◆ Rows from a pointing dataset
= = = = = = =
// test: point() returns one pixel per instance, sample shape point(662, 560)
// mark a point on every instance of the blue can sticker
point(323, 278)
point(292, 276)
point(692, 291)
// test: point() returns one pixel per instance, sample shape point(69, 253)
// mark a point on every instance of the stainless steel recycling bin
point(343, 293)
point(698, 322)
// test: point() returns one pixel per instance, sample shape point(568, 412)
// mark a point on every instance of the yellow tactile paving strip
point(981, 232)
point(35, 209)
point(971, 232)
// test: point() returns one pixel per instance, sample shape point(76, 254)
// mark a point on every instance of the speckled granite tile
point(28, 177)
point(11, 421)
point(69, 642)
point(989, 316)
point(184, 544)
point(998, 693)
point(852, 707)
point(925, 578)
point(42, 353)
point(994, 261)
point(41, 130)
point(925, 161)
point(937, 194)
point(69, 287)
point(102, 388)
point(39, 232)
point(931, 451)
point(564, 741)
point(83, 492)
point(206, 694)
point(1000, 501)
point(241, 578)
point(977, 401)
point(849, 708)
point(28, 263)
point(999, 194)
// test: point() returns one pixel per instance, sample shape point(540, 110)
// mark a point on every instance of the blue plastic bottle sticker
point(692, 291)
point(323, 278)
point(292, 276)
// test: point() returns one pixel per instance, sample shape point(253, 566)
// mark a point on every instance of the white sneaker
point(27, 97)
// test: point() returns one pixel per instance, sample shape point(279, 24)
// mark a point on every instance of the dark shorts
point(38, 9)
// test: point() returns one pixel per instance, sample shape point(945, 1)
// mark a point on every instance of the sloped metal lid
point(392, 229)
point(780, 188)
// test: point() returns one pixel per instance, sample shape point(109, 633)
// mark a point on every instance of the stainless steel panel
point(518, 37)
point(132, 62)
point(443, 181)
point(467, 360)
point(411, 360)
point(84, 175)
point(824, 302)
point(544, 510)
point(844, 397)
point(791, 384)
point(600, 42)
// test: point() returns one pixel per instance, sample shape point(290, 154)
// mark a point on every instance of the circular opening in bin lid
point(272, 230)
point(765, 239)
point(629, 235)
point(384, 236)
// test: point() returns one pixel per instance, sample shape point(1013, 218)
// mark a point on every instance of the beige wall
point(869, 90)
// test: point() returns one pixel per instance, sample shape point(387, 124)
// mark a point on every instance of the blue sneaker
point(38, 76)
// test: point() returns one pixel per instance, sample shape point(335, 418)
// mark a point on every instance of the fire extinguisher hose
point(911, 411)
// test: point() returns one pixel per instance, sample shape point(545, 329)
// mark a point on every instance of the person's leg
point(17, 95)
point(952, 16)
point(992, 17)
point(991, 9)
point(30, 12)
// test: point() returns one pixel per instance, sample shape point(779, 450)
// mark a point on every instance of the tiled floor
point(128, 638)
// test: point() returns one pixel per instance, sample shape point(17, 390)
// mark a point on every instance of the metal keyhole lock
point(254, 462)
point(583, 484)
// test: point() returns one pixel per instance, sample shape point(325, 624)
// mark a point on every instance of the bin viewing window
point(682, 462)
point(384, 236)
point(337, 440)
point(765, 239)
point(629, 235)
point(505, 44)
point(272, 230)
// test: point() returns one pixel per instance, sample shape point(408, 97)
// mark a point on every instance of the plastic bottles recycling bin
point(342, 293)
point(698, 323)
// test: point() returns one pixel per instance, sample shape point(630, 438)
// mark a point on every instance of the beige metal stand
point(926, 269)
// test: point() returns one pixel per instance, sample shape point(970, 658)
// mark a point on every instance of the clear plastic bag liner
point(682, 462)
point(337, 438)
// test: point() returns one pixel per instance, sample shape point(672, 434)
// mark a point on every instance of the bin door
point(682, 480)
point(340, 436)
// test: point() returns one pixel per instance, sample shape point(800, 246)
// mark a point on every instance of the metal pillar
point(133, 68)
= = = = = = =
◆ Stated exercise
Reproduce every line of the material above without changing a single character.

◆ Complete response
// test: point() returns one pixel per instance, sample shape point(662, 560)
// mark a point on every instance of the blue can sticker
point(323, 278)
point(292, 276)
point(692, 291)
// test: point() returns one pixel per instance, sample shape point(69, 253)
// mark a point on every instance of the stainless steel recycling bin
point(343, 293)
point(698, 322)
// test: point() returns one pixel per instance, sample shape point(568, 412)
// mark a point on every instance of the yellow tactile paving strip
point(981, 232)
point(35, 209)
point(971, 232)
// test: point() returns one pixel per instance, sample shape point(76, 254)
// mark a point on every instance of the speckled granite tile
point(28, 177)
point(11, 421)
point(69, 642)
point(989, 316)
point(184, 544)
point(998, 693)
point(852, 707)
point(925, 578)
point(42, 353)
point(994, 261)
point(41, 130)
point(925, 161)
point(937, 194)
point(69, 287)
point(102, 388)
point(39, 232)
point(931, 451)
point(564, 741)
point(83, 492)
point(206, 694)
point(1000, 501)
point(241, 578)
point(977, 401)
point(849, 708)
point(28, 263)
point(999, 194)
// test: point() returns one pixel per instance, sample shape point(540, 110)
// mark a point on every instance of the blue plastic bottle sticker
point(692, 291)
point(323, 278)
point(292, 276)
// test: point() returns one pixel per instance, sample shape point(253, 566)
// mark a point on every instance of the white sneaker
point(27, 97)
// test: point() returns one pixel per instance, sample shape point(279, 24)
// mark a point on every instance of the dark shorts
point(38, 9)
// test: point() returns one pixel per instance, sample shape point(945, 1)
// mark a point on every instance of the sloped metal lid
point(392, 229)
point(780, 188)
// test: point() returns one pixel per instance, sample shape point(109, 633)
// mark a point on every instance of the stainless steel panel
point(518, 37)
point(132, 62)
point(443, 181)
point(467, 360)
point(411, 360)
point(84, 175)
point(824, 302)
point(544, 510)
point(844, 397)
point(791, 384)
point(600, 42)
// test: point() returns one pixel per instance, sample shape point(290, 154)
// mark a point on every instance of the circular opening in bin lid
point(272, 230)
point(765, 239)
point(629, 235)
point(384, 236)
// test: point() returns one pixel per instance, sample shape point(1013, 218)
// mark a point on every instance of the beige wall
point(869, 90)
// test: point() returns one pixel per instance, sample shape point(387, 124)
// mark a point on every instance of the blue sneaker
point(38, 76)
// test: point() returns one pixel per instance, sample shape point(335, 418)
// mark a point on every instance of the fire extinguisher hose
point(911, 411)
// test: point() returns one pixel per instance, sample shape point(545, 329)
// mark a point on every instance of the person's leg
point(17, 95)
point(952, 16)
point(992, 17)
point(991, 9)
point(30, 12)
// test: point() returns one pixel per instance, sample shape point(779, 450)
// mark a point on every instance of the tiled floor
point(128, 638)
// test: point() returns one pixel per instance, sample shape point(17, 390)
// mark a point on every instance of the metal keyhole lock
point(254, 462)
point(583, 484)
// test: point() returns one pixel per instance, sample shape point(325, 624)
// mark a point on every instance of the bin viewing window
point(682, 462)
point(384, 236)
point(337, 440)
point(765, 239)
point(629, 235)
point(505, 44)
point(272, 230)
// test: point() returns one pixel per instance, sample shape point(408, 97)
// mark a point on every instance of the plastic bottles recycling bin
point(342, 293)
point(698, 323)
// test: point() returns one pixel per instance, sample shape point(630, 438)
// mark a point on every instance of the beige metal stand
point(926, 269)
// test: point() returns one pixel per instance, sample shape point(970, 658)
// mark a point on every instance of the clear plastic bag liner
point(682, 462)
point(337, 438)
// test: point() returns one pixel per instance, sample shape point(672, 434)
// mark a point on every instance of the bin door
point(682, 480)
point(340, 436)
// test: point() returns one pixel per instance, sample shape point(800, 246)
// mark a point on every instance of the metal pillar
point(133, 68)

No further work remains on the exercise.